• **WRITTEN REQUEST**:
Please convert all of the material below into a two-column CSV with the header instruction,output, one row per instruction and its answer. Put each value in a single double-quoted field, with any line breaks replaced by spaces.

• **MATERIAL SUPPLIED**:

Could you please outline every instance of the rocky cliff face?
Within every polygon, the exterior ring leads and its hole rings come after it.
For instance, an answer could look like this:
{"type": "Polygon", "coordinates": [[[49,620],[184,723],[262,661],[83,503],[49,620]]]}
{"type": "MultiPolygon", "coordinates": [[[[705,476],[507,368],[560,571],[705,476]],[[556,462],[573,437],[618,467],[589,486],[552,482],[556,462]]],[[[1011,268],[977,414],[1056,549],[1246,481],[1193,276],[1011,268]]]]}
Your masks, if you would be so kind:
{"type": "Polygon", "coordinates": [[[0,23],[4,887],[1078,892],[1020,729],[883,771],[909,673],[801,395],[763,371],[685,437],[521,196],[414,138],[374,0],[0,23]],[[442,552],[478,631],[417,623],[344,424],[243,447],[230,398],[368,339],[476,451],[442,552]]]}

• **EXERCISE RESPONSE**:
instruction,output
"Could you please outline every instance of the rocky cliff face? Within every polygon, the exterior ring leads and its hole rings come after it. For instance, an answer could look like this: {""type"": ""Polygon"", ""coordinates"": [[[49,620],[184,723],[262,661],[83,503],[49,620]]]} {""type"": ""MultiPolygon"", ""coordinates"": [[[[705,476],[507,368],[560,571],[705,476]],[[556,462],[573,437],[618,467],[589,486],[552,482],[556,462]]],[[[1011,268],[977,414],[1056,549],[1246,481],[1193,276],[1011,268]]]]} Your masks, if you would be so kind:","{""type"": ""Polygon"", ""coordinates"": [[[0,23],[4,887],[1078,892],[1020,729],[883,771],[909,673],[801,395],[763,371],[685,437],[521,196],[414,138],[374,0],[0,23]],[[442,552],[478,631],[417,623],[344,424],[243,447],[230,398],[368,339],[476,451],[442,552]]]}"